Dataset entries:
--
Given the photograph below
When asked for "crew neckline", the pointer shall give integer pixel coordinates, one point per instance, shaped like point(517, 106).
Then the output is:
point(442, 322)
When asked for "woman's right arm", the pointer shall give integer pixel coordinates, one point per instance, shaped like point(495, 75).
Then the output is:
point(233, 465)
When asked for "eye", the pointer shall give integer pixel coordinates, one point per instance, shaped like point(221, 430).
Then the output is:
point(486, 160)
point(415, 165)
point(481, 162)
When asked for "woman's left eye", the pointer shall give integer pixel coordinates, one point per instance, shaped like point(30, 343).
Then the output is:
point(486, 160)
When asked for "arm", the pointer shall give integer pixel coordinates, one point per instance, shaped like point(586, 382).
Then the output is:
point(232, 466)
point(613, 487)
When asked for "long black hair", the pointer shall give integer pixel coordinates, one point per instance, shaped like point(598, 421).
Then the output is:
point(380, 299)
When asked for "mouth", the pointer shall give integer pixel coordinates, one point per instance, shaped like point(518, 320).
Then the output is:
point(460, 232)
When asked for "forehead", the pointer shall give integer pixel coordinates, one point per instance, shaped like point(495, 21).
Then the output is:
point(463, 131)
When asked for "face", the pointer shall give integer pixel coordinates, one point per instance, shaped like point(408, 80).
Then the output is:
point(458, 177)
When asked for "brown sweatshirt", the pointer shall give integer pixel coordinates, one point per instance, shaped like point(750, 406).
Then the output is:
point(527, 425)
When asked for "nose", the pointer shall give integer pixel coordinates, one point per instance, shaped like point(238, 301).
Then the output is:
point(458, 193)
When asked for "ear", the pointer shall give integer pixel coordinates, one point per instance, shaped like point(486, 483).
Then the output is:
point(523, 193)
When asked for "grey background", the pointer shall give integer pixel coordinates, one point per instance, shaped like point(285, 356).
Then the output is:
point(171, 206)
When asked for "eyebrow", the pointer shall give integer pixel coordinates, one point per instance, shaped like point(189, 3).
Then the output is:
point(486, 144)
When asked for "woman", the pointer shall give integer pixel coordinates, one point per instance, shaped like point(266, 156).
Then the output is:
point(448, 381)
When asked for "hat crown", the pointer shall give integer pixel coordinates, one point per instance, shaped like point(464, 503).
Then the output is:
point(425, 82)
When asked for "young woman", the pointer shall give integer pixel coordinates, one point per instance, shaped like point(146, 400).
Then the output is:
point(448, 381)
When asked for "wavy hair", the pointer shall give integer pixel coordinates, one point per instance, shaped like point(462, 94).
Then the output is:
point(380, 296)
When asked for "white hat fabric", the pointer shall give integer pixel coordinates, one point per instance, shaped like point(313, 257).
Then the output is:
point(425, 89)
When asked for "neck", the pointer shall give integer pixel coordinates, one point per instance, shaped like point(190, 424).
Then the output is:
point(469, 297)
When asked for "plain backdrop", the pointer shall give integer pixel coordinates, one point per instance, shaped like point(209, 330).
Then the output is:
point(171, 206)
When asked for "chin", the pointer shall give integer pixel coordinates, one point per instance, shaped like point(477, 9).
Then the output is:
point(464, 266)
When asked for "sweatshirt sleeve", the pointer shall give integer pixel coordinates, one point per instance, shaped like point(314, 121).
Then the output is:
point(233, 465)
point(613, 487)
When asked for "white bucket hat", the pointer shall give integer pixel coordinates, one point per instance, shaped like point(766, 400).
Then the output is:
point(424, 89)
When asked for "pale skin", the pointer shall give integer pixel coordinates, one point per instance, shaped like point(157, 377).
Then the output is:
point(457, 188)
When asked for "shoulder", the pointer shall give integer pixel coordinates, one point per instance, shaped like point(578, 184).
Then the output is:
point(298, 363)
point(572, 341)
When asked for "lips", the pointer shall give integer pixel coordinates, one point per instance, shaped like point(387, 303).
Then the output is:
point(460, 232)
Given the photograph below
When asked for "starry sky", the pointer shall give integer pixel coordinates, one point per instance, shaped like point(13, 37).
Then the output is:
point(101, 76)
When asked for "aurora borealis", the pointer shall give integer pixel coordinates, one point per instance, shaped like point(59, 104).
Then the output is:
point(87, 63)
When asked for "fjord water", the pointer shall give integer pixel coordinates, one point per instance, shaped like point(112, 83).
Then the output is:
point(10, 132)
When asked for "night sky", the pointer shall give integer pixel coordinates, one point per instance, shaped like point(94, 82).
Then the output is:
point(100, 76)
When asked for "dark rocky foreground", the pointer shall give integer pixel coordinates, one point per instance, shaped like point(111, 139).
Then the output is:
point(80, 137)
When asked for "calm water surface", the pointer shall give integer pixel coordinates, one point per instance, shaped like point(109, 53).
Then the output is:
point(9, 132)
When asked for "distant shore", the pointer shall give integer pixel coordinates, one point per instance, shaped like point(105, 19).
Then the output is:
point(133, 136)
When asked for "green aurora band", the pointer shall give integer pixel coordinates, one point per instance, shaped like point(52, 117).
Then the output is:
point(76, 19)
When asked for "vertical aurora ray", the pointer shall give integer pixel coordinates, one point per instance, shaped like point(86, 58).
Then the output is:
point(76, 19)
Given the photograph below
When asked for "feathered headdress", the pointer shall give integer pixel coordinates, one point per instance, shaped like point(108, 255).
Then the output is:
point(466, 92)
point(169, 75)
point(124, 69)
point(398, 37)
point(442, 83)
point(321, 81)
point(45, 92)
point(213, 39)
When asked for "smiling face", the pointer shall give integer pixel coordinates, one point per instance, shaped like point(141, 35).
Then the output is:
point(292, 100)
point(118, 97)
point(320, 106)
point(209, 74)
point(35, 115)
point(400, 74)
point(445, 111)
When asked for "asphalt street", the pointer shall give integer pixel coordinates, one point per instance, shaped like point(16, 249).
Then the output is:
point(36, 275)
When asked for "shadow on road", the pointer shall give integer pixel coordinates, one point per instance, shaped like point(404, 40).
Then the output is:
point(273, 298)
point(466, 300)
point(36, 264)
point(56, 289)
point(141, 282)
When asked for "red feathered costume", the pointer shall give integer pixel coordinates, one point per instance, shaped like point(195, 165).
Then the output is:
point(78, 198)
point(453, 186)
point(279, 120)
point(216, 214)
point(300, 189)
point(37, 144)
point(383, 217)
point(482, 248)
--
- **Work order**:
Pick out every line above that contains the word "feathered" and copy it.

- **Task solution**:
When asked for "feathered headdress", the pointer shall give integer pixel coordinates, one point per instance, shaped like point(108, 255).
When asked for "red feathered costume", the pointer shall give integer pixel coordinates, one point per instance, shaped like point(195, 165).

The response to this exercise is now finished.